§ Exercise prompt: Report every line in the entries below that contains the word "grass", copying each such line in full.

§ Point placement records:
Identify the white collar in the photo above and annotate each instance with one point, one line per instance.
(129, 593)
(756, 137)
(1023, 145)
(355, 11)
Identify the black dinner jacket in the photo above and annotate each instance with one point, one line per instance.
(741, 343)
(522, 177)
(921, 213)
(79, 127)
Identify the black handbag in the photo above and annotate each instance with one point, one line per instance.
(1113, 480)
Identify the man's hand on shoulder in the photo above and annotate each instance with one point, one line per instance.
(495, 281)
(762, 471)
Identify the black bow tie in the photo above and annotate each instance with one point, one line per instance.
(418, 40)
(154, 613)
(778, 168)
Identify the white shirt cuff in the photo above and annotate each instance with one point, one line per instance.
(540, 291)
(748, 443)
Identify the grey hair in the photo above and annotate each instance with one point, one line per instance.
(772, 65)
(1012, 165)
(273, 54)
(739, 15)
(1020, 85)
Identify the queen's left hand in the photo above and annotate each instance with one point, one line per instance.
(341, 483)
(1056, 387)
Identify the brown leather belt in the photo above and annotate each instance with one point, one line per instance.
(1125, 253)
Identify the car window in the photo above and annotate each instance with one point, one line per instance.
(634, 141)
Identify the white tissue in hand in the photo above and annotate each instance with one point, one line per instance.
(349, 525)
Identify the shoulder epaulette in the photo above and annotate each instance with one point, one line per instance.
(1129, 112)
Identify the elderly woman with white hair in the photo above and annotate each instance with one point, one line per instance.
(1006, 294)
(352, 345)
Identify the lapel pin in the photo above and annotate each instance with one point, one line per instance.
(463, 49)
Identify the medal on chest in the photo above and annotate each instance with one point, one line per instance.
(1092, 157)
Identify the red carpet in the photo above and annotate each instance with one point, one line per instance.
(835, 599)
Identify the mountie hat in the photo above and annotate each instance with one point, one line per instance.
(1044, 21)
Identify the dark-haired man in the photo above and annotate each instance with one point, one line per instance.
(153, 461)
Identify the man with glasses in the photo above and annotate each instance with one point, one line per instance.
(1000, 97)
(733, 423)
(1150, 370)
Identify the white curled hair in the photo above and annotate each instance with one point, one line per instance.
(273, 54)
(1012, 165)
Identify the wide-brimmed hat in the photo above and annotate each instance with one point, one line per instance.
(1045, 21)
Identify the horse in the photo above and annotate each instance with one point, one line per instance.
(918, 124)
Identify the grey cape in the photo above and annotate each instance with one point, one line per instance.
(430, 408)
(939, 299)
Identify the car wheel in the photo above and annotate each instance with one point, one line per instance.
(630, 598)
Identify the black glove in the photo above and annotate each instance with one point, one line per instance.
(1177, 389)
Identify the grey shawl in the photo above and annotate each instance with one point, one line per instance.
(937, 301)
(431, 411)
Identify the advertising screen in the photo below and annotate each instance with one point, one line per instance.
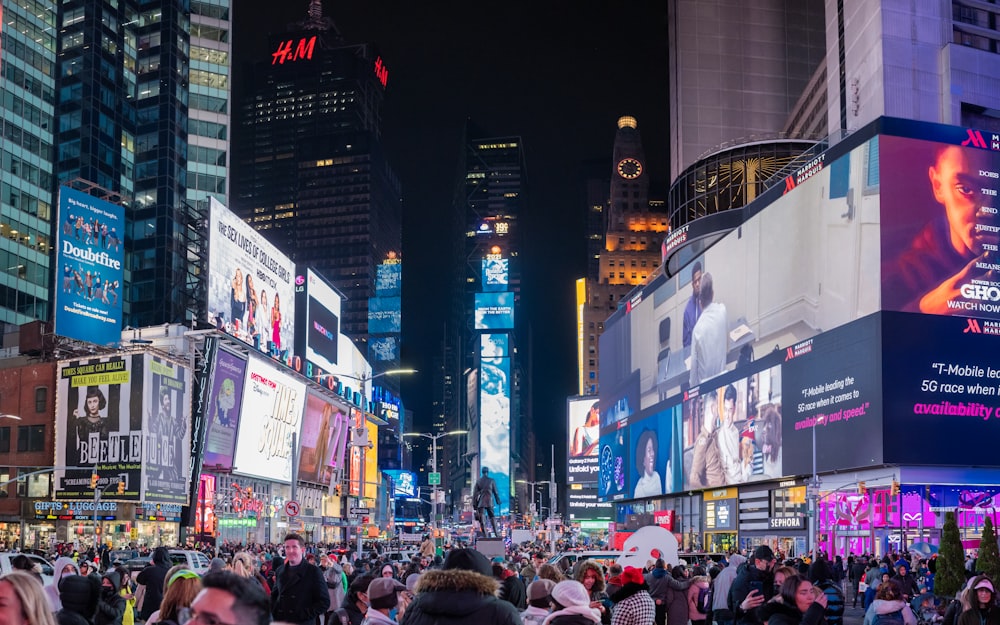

==

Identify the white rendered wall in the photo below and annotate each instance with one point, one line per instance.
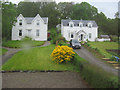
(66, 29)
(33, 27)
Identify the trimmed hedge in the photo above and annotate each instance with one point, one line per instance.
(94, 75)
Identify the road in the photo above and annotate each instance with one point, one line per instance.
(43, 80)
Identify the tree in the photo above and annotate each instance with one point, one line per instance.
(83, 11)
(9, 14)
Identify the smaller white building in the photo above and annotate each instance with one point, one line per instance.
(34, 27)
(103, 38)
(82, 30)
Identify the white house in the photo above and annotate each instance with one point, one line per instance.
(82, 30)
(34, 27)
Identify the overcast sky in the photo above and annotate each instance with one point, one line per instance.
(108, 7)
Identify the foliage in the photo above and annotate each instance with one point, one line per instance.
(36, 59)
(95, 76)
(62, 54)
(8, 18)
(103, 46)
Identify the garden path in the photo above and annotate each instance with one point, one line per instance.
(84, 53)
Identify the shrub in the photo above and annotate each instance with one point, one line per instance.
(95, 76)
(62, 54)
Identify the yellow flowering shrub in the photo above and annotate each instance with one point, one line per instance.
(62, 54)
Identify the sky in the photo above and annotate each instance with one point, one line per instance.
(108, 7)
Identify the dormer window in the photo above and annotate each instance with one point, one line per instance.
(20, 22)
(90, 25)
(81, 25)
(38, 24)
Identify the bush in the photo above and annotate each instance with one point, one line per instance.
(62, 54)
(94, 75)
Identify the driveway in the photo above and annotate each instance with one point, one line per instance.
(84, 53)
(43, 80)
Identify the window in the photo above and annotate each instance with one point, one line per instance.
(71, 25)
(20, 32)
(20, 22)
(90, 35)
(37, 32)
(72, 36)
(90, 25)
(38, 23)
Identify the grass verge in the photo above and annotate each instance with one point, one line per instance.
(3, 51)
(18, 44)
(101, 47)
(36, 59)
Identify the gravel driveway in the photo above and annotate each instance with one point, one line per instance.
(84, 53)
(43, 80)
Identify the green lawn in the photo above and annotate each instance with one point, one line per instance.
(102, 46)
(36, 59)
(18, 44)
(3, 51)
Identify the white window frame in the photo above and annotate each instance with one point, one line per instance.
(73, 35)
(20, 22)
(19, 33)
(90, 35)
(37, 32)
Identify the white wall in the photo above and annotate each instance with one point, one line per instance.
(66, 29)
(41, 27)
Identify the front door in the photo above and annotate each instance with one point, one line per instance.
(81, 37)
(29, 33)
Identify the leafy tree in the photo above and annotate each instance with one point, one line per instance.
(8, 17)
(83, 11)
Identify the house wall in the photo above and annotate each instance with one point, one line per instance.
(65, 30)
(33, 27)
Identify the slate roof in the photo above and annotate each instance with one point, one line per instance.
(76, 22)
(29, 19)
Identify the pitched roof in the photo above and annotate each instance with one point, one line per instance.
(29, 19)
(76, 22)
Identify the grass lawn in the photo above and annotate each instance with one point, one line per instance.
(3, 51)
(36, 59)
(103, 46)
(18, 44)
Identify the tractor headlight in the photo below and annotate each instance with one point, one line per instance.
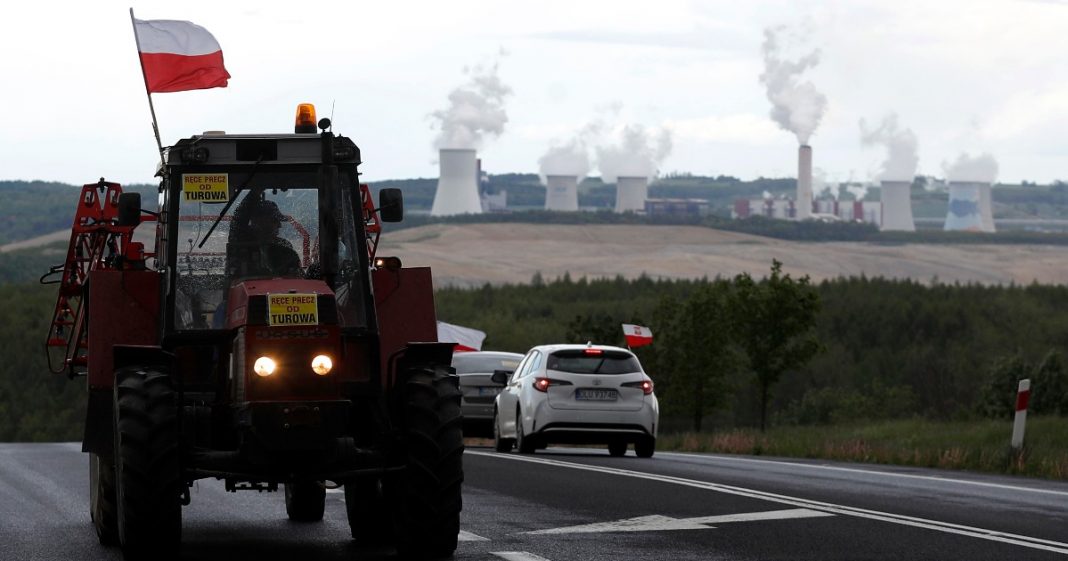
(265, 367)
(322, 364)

§ Reply:
Identify the grass verge in the photo above and annotate each instance with one point, one line per instance.
Identify the grass lawn in the photo above and annotate each instance with one point, one line per instance.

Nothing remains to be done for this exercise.